**Set exercise a**
According to the album review below, which single from "Vices & Virtues" played during the ending credits of "The Smurfs"?

**Excerpt to read**
** START **
While this 2013 effort contains without question P!ATD’s worst record title and actual album cover, it is definitely the first LP mentioned here to flow seamlessly and effortlessly through all of its tracks from song 1-10. Don’t judge a book by its cover and don’t judge things in general unless you are assigned a casual affair in the form of an album ranking article! Anyway, the band was very smart in making a ten-song release sans saturated fats and liquid nitrogen at just under thirty-three minutes for the short attention span theater known as our world, and would you like some jello? Back to the girl that you love: Next to the next album to be mentioned, this one has their second-best album song opener, “This Is Gospel,” which was luckily not locked away in permanent slumber. Oh woah-oh.
After the yet-to-be-mentioned-and-yet-to-offend-in-its-dumb-dumb-slot-here sophomore LP “Pretty. Odd.,” P!ATD created their third LP that exemplified more of a back-to-basics debut album vibe called “Vices & Virtues,” and whilst doing so triumphantly reclaimed its exclamation point to a hurricane of memories. Like entry number five above, this is another ten-track banger and a consistent and underrated one at that. Produced by the Freak of the Week Butch Walker of Marvelous 3, and John “Superman” Feldmann of Goldfinger, this record will make you singalong in your car like you’re 17 again, and it reintroduced the band to a completely new audience, especially when its second single “Ready to Go (Get Me Out of My Mind)” was featured in the ending credits of “The Smurfs,” proving that you hate us cause you ain’t us. Get that bag, Urie.
** END **
**Recorded data**
** START **
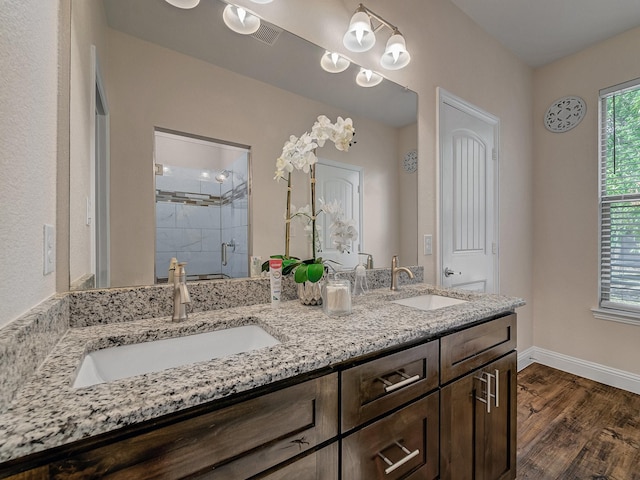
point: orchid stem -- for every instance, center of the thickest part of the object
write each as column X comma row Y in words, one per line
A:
column 313, row 211
column 287, row 232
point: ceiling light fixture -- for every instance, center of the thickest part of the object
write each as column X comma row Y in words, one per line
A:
column 333, row 62
column 368, row 78
column 186, row 4
column 360, row 37
column 240, row 20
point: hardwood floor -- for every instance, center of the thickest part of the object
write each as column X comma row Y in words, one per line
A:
column 573, row 428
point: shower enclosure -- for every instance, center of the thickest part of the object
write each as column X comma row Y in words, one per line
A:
column 202, row 207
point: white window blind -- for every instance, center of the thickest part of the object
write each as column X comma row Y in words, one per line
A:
column 620, row 197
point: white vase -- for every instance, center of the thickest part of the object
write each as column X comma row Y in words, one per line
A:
column 310, row 293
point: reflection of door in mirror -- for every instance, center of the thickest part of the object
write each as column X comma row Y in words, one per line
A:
column 202, row 206
column 469, row 220
column 340, row 182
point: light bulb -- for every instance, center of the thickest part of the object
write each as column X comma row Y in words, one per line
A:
column 395, row 54
column 368, row 78
column 359, row 36
column 333, row 62
column 240, row 20
column 186, row 4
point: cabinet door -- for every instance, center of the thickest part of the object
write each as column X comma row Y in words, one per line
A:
column 320, row 465
column 403, row 445
column 478, row 439
column 235, row 442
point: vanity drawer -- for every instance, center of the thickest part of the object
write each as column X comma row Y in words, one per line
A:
column 373, row 388
column 235, row 442
column 468, row 349
column 409, row 439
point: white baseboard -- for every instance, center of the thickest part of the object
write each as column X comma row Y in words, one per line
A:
column 593, row 371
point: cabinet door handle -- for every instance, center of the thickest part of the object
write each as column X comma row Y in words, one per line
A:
column 497, row 395
column 486, row 379
column 224, row 254
column 393, row 466
column 390, row 387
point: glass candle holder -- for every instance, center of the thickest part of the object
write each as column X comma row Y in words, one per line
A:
column 336, row 297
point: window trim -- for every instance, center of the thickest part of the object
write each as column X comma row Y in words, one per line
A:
column 607, row 310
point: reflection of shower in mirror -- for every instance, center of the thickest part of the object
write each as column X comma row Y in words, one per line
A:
** END **
**Set exercise b**
Print the stretch of the rows from the line containing "point: white baseboard" through the last line of the rows, with no changes.

**Right answer a**
"Ready to Go (Get Me Out of My Mind)"

**Right answer b**
point: white baseboard -- for every instance, center of the thickest part of the object
write each as column X comma row Y in words, one per line
A:
column 593, row 371
point: cabinet door handle -- for every instance, center of the thickest part of the object
write each as column X comma row Y in words, one per line
A:
column 497, row 395
column 486, row 379
column 224, row 254
column 393, row 466
column 390, row 387
point: glass candle holder -- for every instance, center of the thickest part of the object
write each as column X comma row Y in words, one per line
A:
column 336, row 297
point: window trim -- for every instance, center of the thickest part of the object
write each as column X comma row Y in words, one per line
A:
column 607, row 310
point: reflection of shower in mirror -- for every instance, center of the thickest part of the object
write each as column X comma row Y in words, one per line
A:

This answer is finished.